WHAT THE TASK ASKS: Pick out each of the lines below that contains the word "beak", and copy every one of them.

Labeled contour entries:
----
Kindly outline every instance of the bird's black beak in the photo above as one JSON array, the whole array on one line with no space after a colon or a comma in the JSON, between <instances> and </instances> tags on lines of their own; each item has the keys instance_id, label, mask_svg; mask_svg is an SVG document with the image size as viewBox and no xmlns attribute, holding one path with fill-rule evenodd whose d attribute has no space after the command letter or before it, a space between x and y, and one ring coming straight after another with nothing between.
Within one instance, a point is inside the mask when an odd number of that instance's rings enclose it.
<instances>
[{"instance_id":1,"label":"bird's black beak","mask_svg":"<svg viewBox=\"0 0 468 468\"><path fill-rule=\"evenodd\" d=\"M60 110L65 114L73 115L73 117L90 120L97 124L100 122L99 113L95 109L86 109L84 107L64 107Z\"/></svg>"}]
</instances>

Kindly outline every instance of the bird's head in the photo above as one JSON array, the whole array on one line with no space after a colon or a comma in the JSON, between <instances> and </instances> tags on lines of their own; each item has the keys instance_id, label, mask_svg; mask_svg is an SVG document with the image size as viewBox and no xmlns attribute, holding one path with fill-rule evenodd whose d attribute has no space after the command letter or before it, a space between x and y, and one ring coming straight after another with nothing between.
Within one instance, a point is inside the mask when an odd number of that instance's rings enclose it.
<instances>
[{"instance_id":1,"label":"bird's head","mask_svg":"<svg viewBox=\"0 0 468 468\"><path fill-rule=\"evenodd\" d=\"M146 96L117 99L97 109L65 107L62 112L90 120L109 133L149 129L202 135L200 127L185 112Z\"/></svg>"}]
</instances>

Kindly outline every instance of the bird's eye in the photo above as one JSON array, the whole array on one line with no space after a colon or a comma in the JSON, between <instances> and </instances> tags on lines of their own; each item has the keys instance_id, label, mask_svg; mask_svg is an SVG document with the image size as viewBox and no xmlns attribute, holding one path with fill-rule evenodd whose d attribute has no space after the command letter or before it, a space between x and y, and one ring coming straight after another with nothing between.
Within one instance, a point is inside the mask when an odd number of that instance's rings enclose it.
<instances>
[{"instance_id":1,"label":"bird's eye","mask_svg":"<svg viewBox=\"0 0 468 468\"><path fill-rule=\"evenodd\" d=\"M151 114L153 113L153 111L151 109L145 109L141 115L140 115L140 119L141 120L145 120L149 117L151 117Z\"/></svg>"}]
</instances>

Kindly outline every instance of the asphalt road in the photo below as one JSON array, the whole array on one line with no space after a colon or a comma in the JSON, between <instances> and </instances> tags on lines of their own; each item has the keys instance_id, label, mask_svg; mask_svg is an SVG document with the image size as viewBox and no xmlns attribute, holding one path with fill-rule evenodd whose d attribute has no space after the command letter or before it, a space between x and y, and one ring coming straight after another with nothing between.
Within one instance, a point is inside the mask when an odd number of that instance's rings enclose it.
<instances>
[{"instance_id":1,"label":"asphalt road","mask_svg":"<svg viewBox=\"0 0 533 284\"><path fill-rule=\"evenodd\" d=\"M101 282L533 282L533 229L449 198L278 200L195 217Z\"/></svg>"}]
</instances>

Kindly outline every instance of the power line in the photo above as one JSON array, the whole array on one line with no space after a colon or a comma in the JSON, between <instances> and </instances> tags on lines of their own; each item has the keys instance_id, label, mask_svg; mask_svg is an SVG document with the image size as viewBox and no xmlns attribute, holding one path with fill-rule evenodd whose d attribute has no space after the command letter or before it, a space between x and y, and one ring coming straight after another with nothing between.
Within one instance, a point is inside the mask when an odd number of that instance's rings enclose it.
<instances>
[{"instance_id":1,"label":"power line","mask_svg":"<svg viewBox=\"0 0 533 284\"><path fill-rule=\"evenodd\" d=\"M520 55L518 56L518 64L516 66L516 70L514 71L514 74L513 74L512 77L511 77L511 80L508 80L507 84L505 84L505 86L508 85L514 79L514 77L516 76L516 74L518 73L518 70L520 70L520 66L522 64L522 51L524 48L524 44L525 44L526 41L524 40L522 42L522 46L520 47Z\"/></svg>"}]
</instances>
----
RESPONSE FOR THIS EXERCISE:
Kindly outline every instance of the bird's black beak in the photo above as one JSON array, the whole array on one line with no space after a colon or a comma in the JSON, between <instances> and </instances> tags on lines of their own; each item has the keys instance_id, label, mask_svg; mask_svg is an SVG document with the image size as viewBox and no xmlns attribute, holding one path with fill-rule evenodd whose d attribute has no space after the command letter or before it, a space between x and y, and one ring coming straight after another with nothing between.
[{"instance_id":1,"label":"bird's black beak","mask_svg":"<svg viewBox=\"0 0 468 468\"><path fill-rule=\"evenodd\" d=\"M60 110L65 114L73 115L73 117L90 120L97 124L100 122L99 113L95 109L86 109L84 107L64 107Z\"/></svg>"}]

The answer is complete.